Recorded information »
+ + + + +

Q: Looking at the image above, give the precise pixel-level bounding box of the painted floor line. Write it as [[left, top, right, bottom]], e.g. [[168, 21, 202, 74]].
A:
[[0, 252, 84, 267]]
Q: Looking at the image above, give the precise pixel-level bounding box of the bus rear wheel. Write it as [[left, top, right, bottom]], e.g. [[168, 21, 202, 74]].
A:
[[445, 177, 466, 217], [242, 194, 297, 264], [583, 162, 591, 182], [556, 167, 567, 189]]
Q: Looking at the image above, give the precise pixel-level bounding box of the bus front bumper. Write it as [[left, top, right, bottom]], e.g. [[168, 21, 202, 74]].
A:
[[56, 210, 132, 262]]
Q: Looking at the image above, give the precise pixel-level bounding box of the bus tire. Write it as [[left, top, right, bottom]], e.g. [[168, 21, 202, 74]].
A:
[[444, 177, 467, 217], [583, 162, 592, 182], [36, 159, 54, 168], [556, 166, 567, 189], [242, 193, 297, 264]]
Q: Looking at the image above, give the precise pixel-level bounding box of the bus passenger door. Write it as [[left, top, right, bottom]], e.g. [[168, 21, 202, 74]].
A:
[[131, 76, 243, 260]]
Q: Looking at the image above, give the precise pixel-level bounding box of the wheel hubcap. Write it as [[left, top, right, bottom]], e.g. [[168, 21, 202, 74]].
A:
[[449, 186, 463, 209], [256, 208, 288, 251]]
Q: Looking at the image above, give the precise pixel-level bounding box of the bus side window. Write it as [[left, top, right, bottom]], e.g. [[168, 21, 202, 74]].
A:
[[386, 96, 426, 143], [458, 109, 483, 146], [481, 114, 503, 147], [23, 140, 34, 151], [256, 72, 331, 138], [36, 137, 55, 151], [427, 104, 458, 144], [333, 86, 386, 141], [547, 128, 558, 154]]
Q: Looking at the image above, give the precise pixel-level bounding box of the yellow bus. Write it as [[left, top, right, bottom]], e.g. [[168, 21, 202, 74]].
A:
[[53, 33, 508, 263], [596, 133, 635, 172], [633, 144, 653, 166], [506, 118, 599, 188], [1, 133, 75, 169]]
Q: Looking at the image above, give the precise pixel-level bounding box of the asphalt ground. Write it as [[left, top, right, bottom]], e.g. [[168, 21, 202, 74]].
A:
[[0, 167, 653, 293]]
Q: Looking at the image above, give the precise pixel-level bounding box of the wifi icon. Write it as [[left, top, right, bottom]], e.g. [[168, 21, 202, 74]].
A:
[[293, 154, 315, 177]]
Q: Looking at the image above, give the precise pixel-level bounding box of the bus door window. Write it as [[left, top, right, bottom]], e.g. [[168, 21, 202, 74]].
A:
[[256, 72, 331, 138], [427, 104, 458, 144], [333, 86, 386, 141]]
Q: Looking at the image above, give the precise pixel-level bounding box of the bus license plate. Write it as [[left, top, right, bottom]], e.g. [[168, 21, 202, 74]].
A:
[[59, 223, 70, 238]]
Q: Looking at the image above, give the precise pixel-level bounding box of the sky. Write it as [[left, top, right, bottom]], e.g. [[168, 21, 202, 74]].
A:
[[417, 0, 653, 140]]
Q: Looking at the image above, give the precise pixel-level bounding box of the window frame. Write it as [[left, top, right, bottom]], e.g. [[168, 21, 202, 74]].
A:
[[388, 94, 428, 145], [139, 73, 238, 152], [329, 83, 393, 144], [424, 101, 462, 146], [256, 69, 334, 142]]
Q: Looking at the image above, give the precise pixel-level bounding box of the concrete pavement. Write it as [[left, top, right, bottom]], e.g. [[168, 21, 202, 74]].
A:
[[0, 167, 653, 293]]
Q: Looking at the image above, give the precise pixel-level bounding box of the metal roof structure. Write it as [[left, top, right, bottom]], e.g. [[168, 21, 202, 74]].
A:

+ + + + +

Description of the task » Can you put every line of the rows above into a Markdown table with two columns, Number and Line, giving each line its own number and leaving out any blank lines?

Final answer »
| Number | Line |
|---|---|
| 1 | Q: Looking at the image above, give the precise pixel-level bounding box of the painted floor line. Write it as [[left, top, right, bottom]], e.g. [[168, 21, 202, 74]]. |
| 2 | A: |
| 3 | [[0, 252, 84, 267]] |
| 4 | Q: Looking at the image above, give the precise pixel-level bounding box of the bus rear wheel. Write it as [[left, top, right, bottom]], e.g. [[168, 21, 202, 74]]. |
| 5 | A: |
| 6 | [[445, 177, 466, 217], [242, 194, 297, 264], [583, 162, 591, 182], [556, 167, 567, 189]] |
| 7 | Q: Looking at the image above, give the precise pixel-level bounding box of the bus front bumper. Write it as [[left, top, right, bottom]], e.g. [[168, 21, 202, 74]]. |
| 8 | A: |
| 9 | [[56, 210, 132, 262]] |
| 10 | Q: Looking at the image above, give the precise pixel-level bounding box of the bus tire. Write it as [[left, top, right, bottom]], e.g. [[168, 21, 202, 74]]. |
| 11 | A: |
| 12 | [[444, 177, 467, 217], [583, 162, 592, 182], [36, 159, 54, 168], [556, 166, 567, 189], [242, 193, 297, 264]] |
| 13 | Q: Looking at the image above, give the precise pixel-level bounding box of the bus passenger door. Write it as [[left, top, right, bottom]], e.g. [[168, 21, 202, 74]]. |
| 14 | A: |
| 15 | [[131, 76, 243, 260]] |
| 16 | Q: Looking at the image above, give the precise pixel-level bounding box of the wheel hubcap. Write it as [[left, top, right, bottom]], e.g. [[168, 21, 202, 74]]. |
| 17 | A: |
| 18 | [[449, 186, 463, 209], [256, 208, 288, 251]] |
| 19 | Q: Looking at the image above, give the precise pixel-level bounding box of the bus side window. Write it as [[left, top, right, bottom]], e.g. [[168, 21, 202, 74]]. |
| 20 | A: |
| 21 | [[386, 96, 426, 143], [458, 109, 483, 146], [481, 114, 503, 147], [23, 140, 34, 151], [256, 72, 331, 138], [36, 137, 55, 151], [427, 104, 458, 144], [333, 86, 386, 141], [547, 128, 558, 154]] |
| 22 | Q: Looking at the image above, give the precise pixel-level bounding box of the yellow bus. Write it as [[left, top, right, bottom]], e.g. [[168, 21, 202, 74]]. |
| 23 | A: |
| 24 | [[53, 33, 508, 263], [596, 133, 635, 172], [633, 144, 653, 166], [506, 118, 599, 188], [1, 133, 75, 169]] |
| 25 | Q: Looking at the image above, give the precise pixel-level bounding box of the asphalt ground. Write it as [[left, top, right, bottom]], e.g. [[168, 21, 202, 74]]. |
| 26 | A: |
| 27 | [[0, 167, 653, 293]] |
| 28 | Q: Looking at the image above, give the precise pixel-level bounding box of the wifi icon. Write it as [[left, top, right, bottom]], e.g. [[168, 21, 202, 74]]. |
| 29 | A: |
| 30 | [[293, 154, 315, 177]] |
| 31 | Q: Looking at the image above, give the precise pixel-level bounding box of the bus door window. Write it as [[left, top, right, bottom]], e.g. [[168, 21, 202, 74]]. |
| 32 | A: |
| 33 | [[256, 72, 331, 138], [427, 104, 458, 144], [333, 86, 386, 141]] |
| 34 | Q: Looking at the image above, give the precise pixel-level bounding box of the bus license plate. Write it as [[left, top, right, bottom]], e.g. [[168, 21, 202, 74]]. |
| 35 | A: |
| 36 | [[59, 223, 70, 238]] |
| 37 | Q: Looking at the image above, give the precise pixel-level bounding box of the sky. Write it as [[left, top, right, bottom]], e.g. [[168, 21, 202, 74]]. |
| 38 | A: |
| 39 | [[417, 0, 653, 140]] |
| 40 | Q: Looking at the image above, give the precise pixel-level bounding box of the window frame. Write it as [[left, top, right, bottom]], e.g. [[168, 21, 202, 74]]. |
| 41 | A: |
| 42 | [[388, 94, 428, 145], [139, 73, 238, 152], [329, 83, 393, 144], [424, 101, 462, 146], [256, 69, 334, 142]] |
| 43 | Q: Looking at the image above, give the precise pixel-level bounding box of the concrete pavement. Write it as [[left, top, right, bottom]], e.g. [[168, 21, 202, 74]]. |
| 44 | A: |
| 45 | [[0, 167, 653, 293]] |
| 46 | Q: Looking at the image above, give the precise pixel-level bounding box of the metal roof structure. Write it as [[left, top, right, bottom]], e.g. [[168, 21, 202, 74]]. |
| 47 | A: |